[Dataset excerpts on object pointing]
- - -

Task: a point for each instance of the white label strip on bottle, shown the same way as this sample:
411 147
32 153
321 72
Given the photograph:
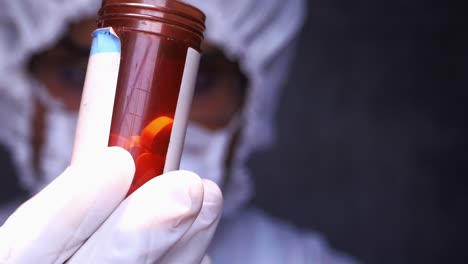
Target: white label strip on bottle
97 102
184 102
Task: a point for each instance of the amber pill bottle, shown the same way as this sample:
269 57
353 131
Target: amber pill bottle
159 54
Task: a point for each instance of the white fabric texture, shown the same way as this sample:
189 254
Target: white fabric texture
26 27
257 33
252 237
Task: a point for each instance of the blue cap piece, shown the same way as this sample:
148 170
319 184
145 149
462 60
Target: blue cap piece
104 41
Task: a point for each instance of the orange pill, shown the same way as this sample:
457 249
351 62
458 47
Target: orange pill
155 136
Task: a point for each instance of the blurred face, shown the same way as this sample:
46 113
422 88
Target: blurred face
219 90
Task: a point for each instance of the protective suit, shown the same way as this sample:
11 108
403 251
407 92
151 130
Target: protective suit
259 34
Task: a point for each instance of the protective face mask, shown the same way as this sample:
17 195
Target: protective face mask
205 151
59 134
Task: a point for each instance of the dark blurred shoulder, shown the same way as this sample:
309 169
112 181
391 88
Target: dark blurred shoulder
10 188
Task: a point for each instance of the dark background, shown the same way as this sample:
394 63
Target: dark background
372 148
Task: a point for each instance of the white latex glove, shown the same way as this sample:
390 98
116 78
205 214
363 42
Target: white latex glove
82 217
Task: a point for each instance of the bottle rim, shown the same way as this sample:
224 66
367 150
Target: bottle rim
173 12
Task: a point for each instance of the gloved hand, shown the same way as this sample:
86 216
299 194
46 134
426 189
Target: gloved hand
84 217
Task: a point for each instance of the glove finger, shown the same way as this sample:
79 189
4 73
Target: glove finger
52 225
192 246
147 223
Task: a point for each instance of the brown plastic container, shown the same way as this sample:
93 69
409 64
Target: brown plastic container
160 45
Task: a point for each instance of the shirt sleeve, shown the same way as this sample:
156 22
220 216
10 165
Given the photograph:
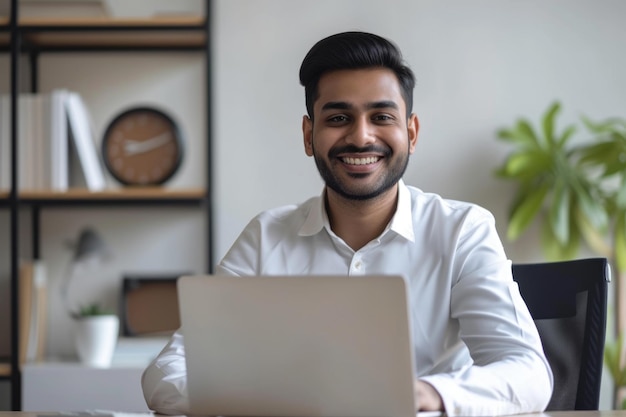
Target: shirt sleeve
510 373
164 381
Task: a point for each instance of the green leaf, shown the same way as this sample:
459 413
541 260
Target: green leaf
620 242
525 211
598 153
592 209
524 164
554 250
592 236
620 196
559 214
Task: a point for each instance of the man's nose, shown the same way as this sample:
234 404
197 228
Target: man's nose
361 133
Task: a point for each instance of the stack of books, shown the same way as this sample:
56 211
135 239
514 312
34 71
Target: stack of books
50 126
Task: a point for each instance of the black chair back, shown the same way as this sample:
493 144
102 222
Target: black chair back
568 301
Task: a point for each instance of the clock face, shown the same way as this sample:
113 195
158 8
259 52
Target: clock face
142 146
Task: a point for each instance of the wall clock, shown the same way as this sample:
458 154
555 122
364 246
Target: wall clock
142 146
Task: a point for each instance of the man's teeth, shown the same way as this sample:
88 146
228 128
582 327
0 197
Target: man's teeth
360 161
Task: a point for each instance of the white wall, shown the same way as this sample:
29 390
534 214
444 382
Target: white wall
479 64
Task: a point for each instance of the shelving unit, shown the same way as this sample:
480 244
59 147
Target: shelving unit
36 36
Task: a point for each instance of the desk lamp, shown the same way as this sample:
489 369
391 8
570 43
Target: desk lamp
88 248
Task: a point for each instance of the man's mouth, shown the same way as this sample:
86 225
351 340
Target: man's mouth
360 161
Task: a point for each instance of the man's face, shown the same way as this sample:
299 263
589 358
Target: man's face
360 137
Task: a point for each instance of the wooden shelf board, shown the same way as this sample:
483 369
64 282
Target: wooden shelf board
138 193
163 20
176 31
117 39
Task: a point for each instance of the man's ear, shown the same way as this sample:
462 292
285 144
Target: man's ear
307 135
413 126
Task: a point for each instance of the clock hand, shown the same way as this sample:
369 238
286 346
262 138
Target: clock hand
133 147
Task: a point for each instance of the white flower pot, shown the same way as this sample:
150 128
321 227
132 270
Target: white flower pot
96 337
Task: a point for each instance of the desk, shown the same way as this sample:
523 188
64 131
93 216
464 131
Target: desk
611 413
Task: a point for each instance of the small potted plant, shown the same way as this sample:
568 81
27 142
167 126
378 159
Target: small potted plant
577 192
96 335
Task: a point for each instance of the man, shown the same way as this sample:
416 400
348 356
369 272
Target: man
476 347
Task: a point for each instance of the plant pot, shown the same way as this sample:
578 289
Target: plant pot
96 337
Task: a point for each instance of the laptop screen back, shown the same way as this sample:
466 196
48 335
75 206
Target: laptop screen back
297 346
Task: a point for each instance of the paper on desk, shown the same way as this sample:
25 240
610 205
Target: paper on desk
103 413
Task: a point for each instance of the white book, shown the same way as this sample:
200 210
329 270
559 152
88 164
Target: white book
81 131
5 142
59 150
36 160
26 145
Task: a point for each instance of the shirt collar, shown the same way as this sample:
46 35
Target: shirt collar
401 222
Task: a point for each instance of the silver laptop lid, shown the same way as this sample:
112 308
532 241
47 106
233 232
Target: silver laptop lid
315 346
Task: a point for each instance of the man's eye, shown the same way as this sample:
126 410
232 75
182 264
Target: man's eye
338 119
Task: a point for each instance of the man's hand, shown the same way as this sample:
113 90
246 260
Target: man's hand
427 398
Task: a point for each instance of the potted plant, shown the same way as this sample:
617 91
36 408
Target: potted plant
578 194
96 335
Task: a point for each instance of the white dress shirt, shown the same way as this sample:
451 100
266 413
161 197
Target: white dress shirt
474 338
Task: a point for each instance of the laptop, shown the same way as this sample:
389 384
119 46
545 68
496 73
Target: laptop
314 346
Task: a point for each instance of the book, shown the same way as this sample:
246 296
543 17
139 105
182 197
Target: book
32 311
5 142
81 133
59 145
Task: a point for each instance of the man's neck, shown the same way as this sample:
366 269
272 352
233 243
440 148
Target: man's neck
358 222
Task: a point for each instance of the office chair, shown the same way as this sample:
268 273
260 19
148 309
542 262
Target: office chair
568 302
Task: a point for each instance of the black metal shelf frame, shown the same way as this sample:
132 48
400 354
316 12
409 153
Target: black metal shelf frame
18 44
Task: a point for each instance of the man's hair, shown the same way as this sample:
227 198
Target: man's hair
353 50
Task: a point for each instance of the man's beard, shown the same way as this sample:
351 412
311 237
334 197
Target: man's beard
392 175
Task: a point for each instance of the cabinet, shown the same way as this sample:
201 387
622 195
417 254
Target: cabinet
29 40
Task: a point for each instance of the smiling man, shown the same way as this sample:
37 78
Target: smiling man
476 346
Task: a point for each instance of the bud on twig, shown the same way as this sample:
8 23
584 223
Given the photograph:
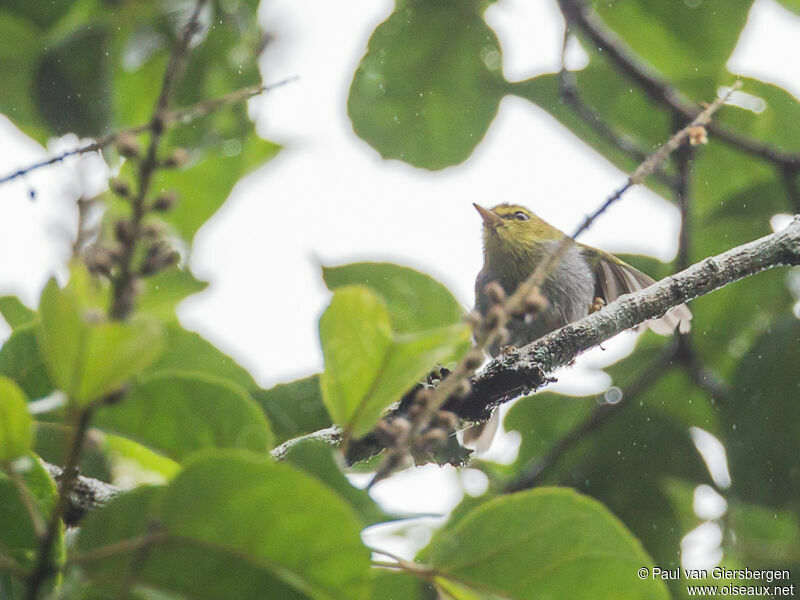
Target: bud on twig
165 201
127 145
177 159
120 187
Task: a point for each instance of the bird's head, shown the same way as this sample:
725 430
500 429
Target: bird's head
510 230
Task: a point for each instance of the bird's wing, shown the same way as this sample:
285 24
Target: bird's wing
613 278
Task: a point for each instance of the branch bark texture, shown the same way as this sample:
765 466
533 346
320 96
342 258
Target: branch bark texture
526 369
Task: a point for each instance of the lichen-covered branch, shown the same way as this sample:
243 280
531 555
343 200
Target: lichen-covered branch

- - -

Make an exact copy of all the material, but keep the pictures out of it.

COMPLETED EXERCISE:
Task: a point for each instance of the white label strip on bottle, shown the same way as this sample:
411 147
32 153
321 72
Given the photograph:
Target: white label strip on bottle
97 102
184 102
Task: a point for each instance of the amber pill bottle, shown the same way as this sample:
269 57
353 131
Target: amber pill bottle
159 54
Task: a point for each instance of the white fabric texture, shown the same way as this sample:
189 254
Target: white fabric texture
26 27
257 33
252 237
Task: a point for each instance of the blue cap piece, shown the same way as this sample:
148 170
319 184
145 149
462 60
Target: blue cap piece
104 41
Task: a point for each instance of the orange pill, shown the same way as this sample:
457 249
351 62
458 47
Target: orange pill
155 136
Task: a point for each instance of the blurred face, shown the same way as this sample:
46 113
422 88
Target: blurred face
219 90
Task: a point for each instance of the protective suit, shown the same way as this sample:
11 108
403 251
407 92
151 130
Target: protective suit
259 34
Task: a point for each instance of the protective face mask, shown the same way as this sample:
17 195
Target: protective face mask
205 151
59 134
Task: a point for each instance of the dark blurred shoulder, shown the same way as this sample:
309 169
112 181
391 88
Target: dark blurred shoulder
10 188
Task: a point for each instance of the dark background, shown the same way as this sample:
394 63
Target: dark background
372 148
Task: a point for each instance of the white latex glove, shown the same way as this sample:
390 98
116 78
205 214
363 42
Target: white latex glove
82 217
Task: a point for each instance of the bottle rim, shown the same way as this sample:
224 66
367 150
Target: bottle rim
173 12
Task: a point for each instance of the gloved hand, shown the same way as this sample:
86 216
299 194
46 134
426 189
Target: gloved hand
84 217
Task: a point for each instance of the glove finger, shown the same way as this sample:
79 189
4 73
Target: glove finger
52 225
192 246
147 223
Task: a point for each instance of the brown plastic container, shown the same way as this sample:
93 69
409 64
Target: brown plastic container
160 45
Task: a point for each instance of the shirt sleeve, shown the same way as this sample:
156 22
220 216
10 165
Given the photograph:
Target: shirt sleeve
510 373
164 381
Task: a point for each instance of the green leaf, shown the same way as this sample:
459 413
541 260
Target: green leaf
620 242
525 211
598 153
592 209
524 164
554 250
592 236
620 196
559 214
Task: a point for each instance of the man's nose, shown the same way as this sample:
234 404
197 228
Target: man's nose
361 133
Task: a point for each instance of the stack of books, shown the same way as this sample:
56 211
135 239
514 312
34 71
Target: stack of books
50 126
Task: a point for each instance of the black chair back, shown the same way as this sample:
493 144
102 222
Target: black chair back
568 301
Task: a point for each instance of the clock face, shown the same way as this sample:
113 195
158 8
259 52
Target: clock face
142 146
Task: a point for each instance of the wall clock, shown the same way as this sample:
458 154
555 122
364 246
Target: wall clock
142 146
Task: a point for each instance of the man's teeth, shown the same way as this sample:
88 146
228 128
582 327
0 197
Target: man's teeth
360 161
Task: a point for each instance of the white wall, shown the same way as this sample:
29 390
534 214
444 382
Target: white wall
479 64
Task: a point for each instance of the shelving unit, shown the same way as this sample:
480 244
59 147
Target: shelving unit
36 36
Task: a point for each instance of the desk lamp, shown the same way as this sample:
489 369
391 8
570 43
Target: desk lamp
88 248
Task: a point for each instance of the man's mouth, shown the same way as this sample:
86 225
351 340
Target: man's mouth
360 161
Task: a point for each instance of the man's face, shown the same way as this sample:
299 263
589 358
Target: man's face
360 137
Task: a point for each instance of the wooden shelf board, shown the same way as this sample:
483 369
64 282
Target: wooden shelf board
138 193
163 20
176 31
117 39
Task: a point for each instance of the man's ear, shown the same way as this sample:
462 292
285 144
Target: man's ear
307 135
413 126
Task: a point for each instance of the clock hand, shown the same way as this sample:
369 238
286 346
262 138
Target: clock hand
133 147
Task: a point for each instance of the white flower pot, shown the same way as this sample:
150 128
321 227
132 270
Target: white flower pot
96 337
Task: a point for each instance of the desk, shown the same way as this sample:
523 188
64 131
93 216
464 131
Target: desk
611 413
Task: a point for each instance of the small potted plant, shown the same way as this sample:
568 81
27 142
167 126
378 159
Target: small potted plant
577 192
96 335
Task: a point for each instance of the man, shown the same way as this sample:
416 400
348 356
369 272
Target: man
476 347
Task: a point for each instance of the plant pot, shown the same way as this sample:
578 289
Target: plant pot
96 337
Task: a point for each instance of the laptop screen back, shown the same way as this sample:
466 196
48 335
75 206
Target: laptop screen back
297 346
Task: a point for each instance of the paper on desk, shown the same way as this sample:
25 240
610 205
Target: paper on desk
103 413
Task: a point for each instance of the white book, shown the same way as this sample:
200 210
329 270
559 152
88 164
Target: white book
81 131
5 142
59 150
36 160
26 145
Task: a point for each instance of the shirt collar, shown the same way as this sample:
46 35
Target: shirt collar
401 222
Task: a point for each instance of the silver laptop lid, shown the same way as this sample:
112 308
532 241
47 106
233 232
Target: silver laptop lid
315 346
Task: a point for each instance of the man's eye, shown the same way as this sample:
126 410
232 75
182 264
Target: man's eye
338 119
Task: a point for each instance of the man's hand, shown the same way as this sample:
113 90
246 260
Target: man's hand
427 398
Task: a point for each instance of the potted plant, shown the same way as this sample:
617 91
36 408
Target: potted plant
578 194
96 335
Task: a point for each instance of the white dress shirt, shown the same way as this sample:
451 100
266 413
161 197
Target: white dress shirt
474 338
Task: a point for each instance of the laptop, shown the same way as this sample:
389 384
119 46
545 68
496 73
Target: laptop
314 346
Task: a point for each instance of the book, shown the same way as this sample:
246 296
543 17
139 105
182 197
Target: book
32 311
5 142
81 133
59 145
Task: a point for each instance of the man's neck, shown the same way as this sample:
366 269
272 352
233 243
440 148
Target: man's neck
358 222
Task: a point for each instance of the office chair, shown the same way as this sample:
268 273
260 19
148 309
542 262
Target: office chair
568 302
Task: a point for each instance of the black metal shelf frame, shown the same way as this sample:
132 48
400 354
316 12
409 153
Target: black metal shelf frame
18 44
Task: a point for each instance of the man's hair, shown the same way as this sample:
227 198
Target: man's hair
353 50
Task: a point for each instance of the man's beard, shown the same way as this sample:
351 412
311 237
334 197
Target: man's beard
392 175
Task: a point for each instance of the cabinet, shown the same way as this sample:
201 387
622 195
417 254
Target: cabinet
29 40
Task: a point for each instance of the smiling man, shown the same way as this sample:
37 78
Target: smiling man
476 346
Task: a point for each instance of the bud on twig, shown the same way as this sample:
8 23
584 223
Given the photograph:
Target: bud on twig
165 201
127 145
177 159
120 187
Task: a point for each instance of the bird's head, shown the same way as this sample:
725 430
500 429
Target: bird's head
510 230
Task: a point for each instance of the bird's wing, shown the same way as this sample:
285 24
Target: bird's wing
613 278
Task: a point for each instance of the branch bark texture, shown the same way as this sample:
765 466
533 346
320 96
342 258
Target: branch bark texture
526 369
Task: a point for each instance of the lichen-covered branch, shown the same way as this sample:
243 280
531 555
343 200
Target: lichen-covered branch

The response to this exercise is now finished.